• _Text segment_
## Start
As Income Share Agreement Politics Heat Up, San Diego Debuts First Renewable Learning Fund

Stifling student loan debt has spiked the interest in moving away from using loans to finance students’ education and instead using Income Share Agreements (ISAs), which collect a set percentage of a student’s future income. Students who fail to meet minimum income thresholds pay nothing when earning below the threshold.

In other words, students aren’t on the hook for burdensome loan payments if they don’t get good jobs after leaving a school.

ISAs have caught fire in the coding boot camp arena, and an increasing number of four-year institutions like Purdue University have launched ISA programs as well for students.

In December 2017, I hypothesized in this space that ISAs could also be used to create “renewable learning funds” to transform workforce development. Renewable learning funds would essentially be federal, state, and municipal government and philanthropically funded vehicles that replenished themselves as students paid a small percentage of their income back into the funds over time to create a more sustainable source for training workers.
## End
• _Source data_
## Start
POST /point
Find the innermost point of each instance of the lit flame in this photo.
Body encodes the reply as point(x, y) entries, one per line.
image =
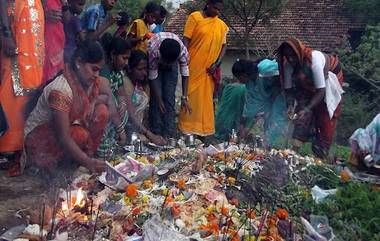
point(64, 206)
point(80, 199)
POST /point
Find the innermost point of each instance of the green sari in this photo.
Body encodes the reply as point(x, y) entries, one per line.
point(230, 109)
point(108, 144)
point(264, 96)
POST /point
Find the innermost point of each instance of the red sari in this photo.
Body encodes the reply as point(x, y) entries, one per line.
point(54, 43)
point(88, 122)
point(317, 124)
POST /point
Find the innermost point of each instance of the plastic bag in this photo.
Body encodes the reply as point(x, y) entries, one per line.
point(319, 194)
point(155, 229)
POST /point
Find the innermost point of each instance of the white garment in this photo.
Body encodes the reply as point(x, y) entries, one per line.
point(368, 139)
point(333, 94)
point(334, 90)
point(318, 61)
point(152, 27)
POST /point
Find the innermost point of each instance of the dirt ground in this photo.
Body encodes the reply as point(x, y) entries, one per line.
point(18, 193)
point(21, 197)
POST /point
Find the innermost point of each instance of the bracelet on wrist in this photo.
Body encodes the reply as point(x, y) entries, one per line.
point(6, 32)
point(307, 109)
point(218, 62)
point(65, 8)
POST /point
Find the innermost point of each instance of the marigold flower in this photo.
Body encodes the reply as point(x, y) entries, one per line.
point(225, 211)
point(344, 176)
point(181, 184)
point(169, 200)
point(176, 210)
point(272, 222)
point(136, 211)
point(282, 213)
point(231, 180)
point(131, 190)
point(234, 202)
point(251, 214)
point(148, 184)
point(211, 218)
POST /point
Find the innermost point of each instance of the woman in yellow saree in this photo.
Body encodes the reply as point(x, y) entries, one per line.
point(205, 37)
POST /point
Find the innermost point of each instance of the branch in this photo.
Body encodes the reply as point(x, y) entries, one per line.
point(354, 71)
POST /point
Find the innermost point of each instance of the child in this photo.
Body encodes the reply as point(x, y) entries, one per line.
point(160, 22)
point(122, 23)
point(96, 20)
point(264, 95)
point(73, 28)
point(117, 50)
point(55, 13)
point(232, 102)
point(139, 31)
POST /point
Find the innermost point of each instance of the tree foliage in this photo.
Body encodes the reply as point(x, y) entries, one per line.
point(242, 16)
point(361, 102)
point(364, 10)
point(135, 7)
point(363, 64)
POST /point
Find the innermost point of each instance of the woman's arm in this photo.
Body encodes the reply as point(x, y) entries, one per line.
point(132, 36)
point(218, 62)
point(122, 97)
point(132, 112)
point(186, 42)
point(62, 127)
point(105, 90)
point(8, 44)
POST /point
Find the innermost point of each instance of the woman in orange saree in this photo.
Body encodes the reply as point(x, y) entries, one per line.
point(21, 64)
point(69, 118)
point(205, 36)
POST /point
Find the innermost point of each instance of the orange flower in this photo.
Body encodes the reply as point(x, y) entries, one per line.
point(231, 180)
point(234, 202)
point(169, 200)
point(225, 211)
point(176, 210)
point(235, 236)
point(220, 179)
point(181, 184)
point(282, 213)
point(131, 190)
point(212, 228)
point(210, 168)
point(344, 176)
point(148, 184)
point(136, 211)
point(272, 222)
point(251, 214)
point(211, 218)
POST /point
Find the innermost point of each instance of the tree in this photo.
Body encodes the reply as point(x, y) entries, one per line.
point(363, 63)
point(364, 10)
point(135, 7)
point(248, 13)
point(242, 16)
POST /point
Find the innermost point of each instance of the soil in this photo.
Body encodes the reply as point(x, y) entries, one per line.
point(18, 193)
point(21, 197)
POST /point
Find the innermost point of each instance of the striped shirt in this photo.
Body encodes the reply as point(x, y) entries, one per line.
point(154, 54)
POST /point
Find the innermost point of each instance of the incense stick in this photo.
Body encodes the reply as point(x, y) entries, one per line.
point(42, 220)
point(96, 221)
point(51, 232)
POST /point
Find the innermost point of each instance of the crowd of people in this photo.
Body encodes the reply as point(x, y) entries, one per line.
point(71, 88)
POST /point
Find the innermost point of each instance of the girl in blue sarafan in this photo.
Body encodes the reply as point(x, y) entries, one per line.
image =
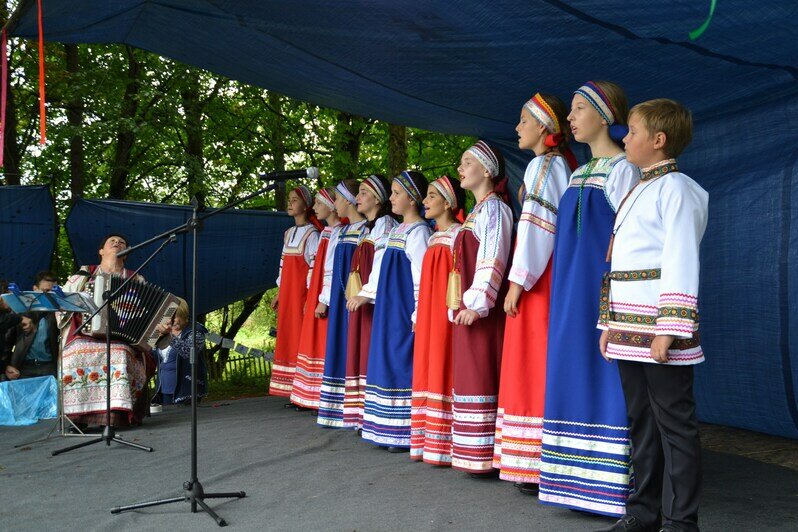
## End
• _Set exercise A_
Translate this sentence from the text on income share agreements into Spanish: "In other words, students aren’t on the hook for burdensome loan payments if they don’t get good jobs after leaving a school."
• _Set exercise B_
Render the records as a numbered list, everything from their first line down to the line that contains "point(155, 229)", and leave the pictures out.

• _Complete answer A_
En otras palabras, los estudiantes no quedan atados a pagos onerosos de préstamos si no consiguen buenos empleos después de dejar una escuela.

• _Complete answer B_
1. POST /point
2. Find the innermost point of each instance of the lit flame in this photo.
3. Body encodes the reply as point(x, y) entries, one per line.
4. image =
5. point(64, 206)
6. point(80, 199)
7. POST /point
8. Find the innermost point of each instance of the green sari in this photo.
9. Body encodes the reply as point(x, y) entries, one per line.
10. point(230, 109)
11. point(108, 144)
12. point(264, 96)
13. POST /point
14. Find the innermost point of each instance of the red sari in this photo.
15. Body encodes the reply as point(x, y) entries, one per line.
16. point(54, 43)
17. point(88, 122)
18. point(317, 124)
19. POST /point
20. Find the innermost point of each instance of the plastic bag in this photo.
21. Body encodes the reply as point(x, y) entries, one per line.
22. point(319, 194)
23. point(155, 229)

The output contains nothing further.